• _Page text_

What was it about 1984 that made you want to do a production?

JL: We chose it because we really like the story, but also because me and Hannah are both quite technical people as well, and there’s lots we can do with tech, as well as great character development. We’ve got a really good team that’s very tech-focused, as well as working with brilliant actors.

HC: I really like dystopian themes as well, especially in plays. Just looking through the themes of the book gave me so many ideas for what we could do on stage.

JB: I’d read the novel when I was younger, and I couldn’t believe how much had stuck with me when I read the script, so the story obviously resonated with me. I was excited by the ideas for the set and how the actors had to interact with the tech, because that’s something you don’t get the chance to do in every play.

How did you go about creating the look and sound of 1984?

HC: From the moment we chose it, we wanted it to be quite creepy in its aesthetic, quite cold and uncaring. With the team we’ve got and the tech we’ve got, we wanted to make the lighting and the soundscape very sinister. I don’t want to give too much away though!

Have you seen any other productions of 1984? How do you put your own spin on it?

JB: I always make a conscious effort to not watch anyone that I’m playing, because I’m so tempted to rip them off. Every play I’ve done with LUTG, I’ve banned myself from any kind of material relating to it while it’s on. I have to start from scratch and put my own spin on it.

JL: When we’ve been talking about 1984, everyone knows the book, but they’re less familiar with the play. Not many people knew it was a script when we started talking about it. I haven’t seen any of the adaptations either – I want to put my own spin on it without trying to rip anything off. So hopefully there aren’t going to be too many preconceptions, and we’re doing some things that hopefully haven’t been done before with 1984, which is what we’re really excited about.

You’ve all done LUTG shows before. How does this compare?

• _Short exercise_
Continue the interview about staging 1984 from its last line. The rows have nothing to do with the interview about staging 1984.

Stored items:
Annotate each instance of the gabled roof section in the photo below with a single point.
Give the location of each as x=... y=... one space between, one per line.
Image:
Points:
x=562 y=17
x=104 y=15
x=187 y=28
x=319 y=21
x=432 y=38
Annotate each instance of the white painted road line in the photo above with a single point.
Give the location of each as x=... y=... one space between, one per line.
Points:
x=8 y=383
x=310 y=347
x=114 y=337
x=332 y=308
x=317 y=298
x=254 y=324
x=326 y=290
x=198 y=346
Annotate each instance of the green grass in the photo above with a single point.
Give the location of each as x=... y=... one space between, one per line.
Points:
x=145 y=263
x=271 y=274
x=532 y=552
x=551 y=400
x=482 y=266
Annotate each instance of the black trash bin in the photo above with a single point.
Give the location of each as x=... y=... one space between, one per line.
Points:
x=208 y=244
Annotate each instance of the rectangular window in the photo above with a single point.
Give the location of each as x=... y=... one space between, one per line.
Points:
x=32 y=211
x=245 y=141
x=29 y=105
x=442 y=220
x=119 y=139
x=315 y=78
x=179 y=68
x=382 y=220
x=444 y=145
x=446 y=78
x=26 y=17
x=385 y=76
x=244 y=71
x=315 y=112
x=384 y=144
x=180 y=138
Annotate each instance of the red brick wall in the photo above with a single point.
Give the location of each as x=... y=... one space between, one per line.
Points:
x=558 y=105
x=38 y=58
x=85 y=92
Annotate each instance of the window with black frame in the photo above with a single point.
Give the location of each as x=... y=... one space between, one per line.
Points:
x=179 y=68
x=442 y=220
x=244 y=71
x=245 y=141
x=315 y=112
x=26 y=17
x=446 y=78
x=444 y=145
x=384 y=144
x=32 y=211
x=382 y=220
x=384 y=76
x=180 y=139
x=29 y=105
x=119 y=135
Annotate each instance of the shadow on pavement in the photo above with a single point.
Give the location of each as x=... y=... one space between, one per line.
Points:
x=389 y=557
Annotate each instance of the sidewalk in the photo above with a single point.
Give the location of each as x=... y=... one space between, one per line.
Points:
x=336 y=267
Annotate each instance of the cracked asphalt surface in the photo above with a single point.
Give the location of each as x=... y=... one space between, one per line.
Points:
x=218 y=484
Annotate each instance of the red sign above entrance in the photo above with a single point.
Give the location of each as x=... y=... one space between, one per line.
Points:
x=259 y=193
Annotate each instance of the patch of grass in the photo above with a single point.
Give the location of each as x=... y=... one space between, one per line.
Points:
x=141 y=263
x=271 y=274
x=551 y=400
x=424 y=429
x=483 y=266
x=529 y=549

• _Task response_
HC: Really different, because I’ve never done any directing before, I’ve been stage managing mainly.

JL: Yeah, it’s mine and Hannah’s first time directing, we have assistant directed but it’s the first time it’s been ‘our vision’ rather than helping out, which has been very different. It’s fun to be in charge of a project.

JB: For me, every play has been a new challenge. The characters I’ve played have been very varied. With this, you need to be collaborating with all of the actors constantly on sections of the play, the rehearsals are very intense. It’s resulted in quite a different performance than I’ve ever given before.

LUTG do some adaptations, like this, and some original productions. Which do you prefer?

JL: I like to work with scripts that have been tested. But when I’m watching, I always prefer to watch the originals because it’s the first time anyone’s put it on and that really excites me.

HC: I also prefer working with scripts, but with originals there’s more scope to do anything really.

JB: I’m just proud of what we do, I think it’s amazing that we put on four shows a term, and every time I go and see it I’m just more and more proud to be part of the society, so I don’t mind if it’s original or not. Most people wouldn’t put on four shows a year, and we put on thirteen.

JL: It’s amazing that we have the opportunity in a society where we can do this stuff. A professional company came to the Nuffield Theatre recently, we explained our process as a society and they were amazed, and that makes us so proud to be a part of it. So whatever we’re doing, I’m so thrilled to be involved really.

It is more of a challenge to win over the audience with an adaptation, given that many of them will know the story?

JL: I hope not, I hope people just treat it like anything else. I’ve never gone in with a preconception of any show, I’ve always kept an open mind, so I hope that everyone does the same for us!

JB: We all love theatre anyway, so we’re always going to be excited by going to see a play, and the idea of not being excited by that is a bit alien. The aim we always have is to try and get people interested in theatre who don’t think they like theatre, but we know that they could.

How would you sell the show to anyone still on the fence?

HC: I’d say it’s everything you want from 1984 – all the themes, all the characters, but it’s done in such an interesting way.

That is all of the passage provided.